[start of Excerpt]

In this type of rational bubble, the futures price would indicate an “expected” increase in the price equal to r, the real interest rate. But until the bubble burst, the actual increase in the price would always exceed the real interest rate. So the futures price would always underpredict the actual increase in the price of oil, much like it has in fact over the past four or five years. The payback to speculators betting against oil only comes when the bubble finally bursts.

From the perspective of producers, there is no difference between this and the no-bubble case (assuming that the producers care only about their expected return.) If they “hoard”, they expect the price to rise at the rate r, and if they sell now they can take the proceeds and earn r. They are indifferent between selling now and hoarding. There is no excess supply. Producers pump out of the ground exactly what people will buy at price p(t). The level of the price in this case is determined just as in the no bubble case – the sum of the expected demands in every period equals the amount of oil in the ground.

A bubble in asset prices need not be “rational”. But if the run-up in prices were too rapid, so that the “expected” growth rate of the price exceeded the interest rate, there would be a strong disincentive to sell any oil. Producers would want to keep the oil in the ground, and, as Paul Krugman has argued, speculators would have an incentive to hoard oil. We see very little of that type of behavior going on, as Krugman has noted.

You could make this more complicated by adding uncertainty, risk aversion, cost of pumping, etc., but it wouldn’t change the basic story. Let me note that producers may face some constraints to pumping out as much oil as they would like to at the current high price. But if so, that only means that the current price is temporarily higher than it will be once capacity is increased. That is, it is a reason to think oil prices may fall.

[end of Excerpt]
[start of Stored data]

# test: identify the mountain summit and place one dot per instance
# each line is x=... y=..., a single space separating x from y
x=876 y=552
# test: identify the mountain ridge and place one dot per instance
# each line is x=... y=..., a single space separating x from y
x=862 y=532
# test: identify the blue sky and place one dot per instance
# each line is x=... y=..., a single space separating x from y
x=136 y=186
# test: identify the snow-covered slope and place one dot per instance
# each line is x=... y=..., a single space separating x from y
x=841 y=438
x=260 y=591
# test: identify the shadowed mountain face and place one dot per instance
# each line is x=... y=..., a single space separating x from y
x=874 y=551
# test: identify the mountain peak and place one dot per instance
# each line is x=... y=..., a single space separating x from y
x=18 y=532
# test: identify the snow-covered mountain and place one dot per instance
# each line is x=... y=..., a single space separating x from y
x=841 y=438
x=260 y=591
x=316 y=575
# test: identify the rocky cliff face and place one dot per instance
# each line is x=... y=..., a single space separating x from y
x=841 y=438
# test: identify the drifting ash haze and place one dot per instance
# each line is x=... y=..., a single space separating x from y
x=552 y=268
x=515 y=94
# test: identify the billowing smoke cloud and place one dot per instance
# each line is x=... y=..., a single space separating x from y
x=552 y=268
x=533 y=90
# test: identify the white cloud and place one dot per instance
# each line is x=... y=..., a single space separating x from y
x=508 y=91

[end of Stored data]

_The tasks:_
- a) Please copy the passage on oil prices word for word, from "A bubble in" up to and including "prices may fall.".
- b) Answer these questions using the passage on oil prices:
(i) In the rational bubble, the futures price indicates an expected increase in the price equal to what?
(ii) Who is named as having argued that speculators would have an incentive to hoard oil?
(iii) If producers face constraints on pumping, what does that mean for the current price?
- c) Continue the passage on oil prices from its last sentence onward.

_Answers to the tasks:_
- a)
A bubble in asset prices need not be “rational”. But if the run-up in prices were too rapid, so that the “expected” growth rate of the price exceeded the interest rate, there would be a strong disincentive to sell any oil. Producers would want to keep the oil in the ground, and, as Paul Krugman has argued, speculators would have an incentive to hoard oil. We see very little of that type of behavior going on, as Krugman has noted.

You could make this more complicated by adding uncertainty, risk aversion, cost of pumping, etc., but it wouldn’t change the basic story. Let me note that producers may face some constraints to pumping out as much oil as they would like to at the current high price. But if so, that only means that the current price is temporarily higher than it will be once capacity is increased. That is, it is a reason to think oil prices may fall.

- b)
(i) r, the real interest rate.
(ii) Paul Krugman.
(iii) The current price is temporarily higher than it will be once capacity is increased.

- c)
There is some question in the academic economics literature about whether such a bubble as I describe is really rational. This revolves around some esoteric questions of whether there is a “transversality condition” that applies or not. There has been some very complicated modeling of this under different assumptions, but I think in practice it is at least possible that a bubble could exist in a market for an exhaustible resource. There is something of a consensus that we have seen bubbles in other asset prices in the recent past – the dollar in1985, Japanese property prices in the late 1980s, the dot com bubble in the late 1990s, and, perhaps, some U.S. residential real estate markets in the past few years.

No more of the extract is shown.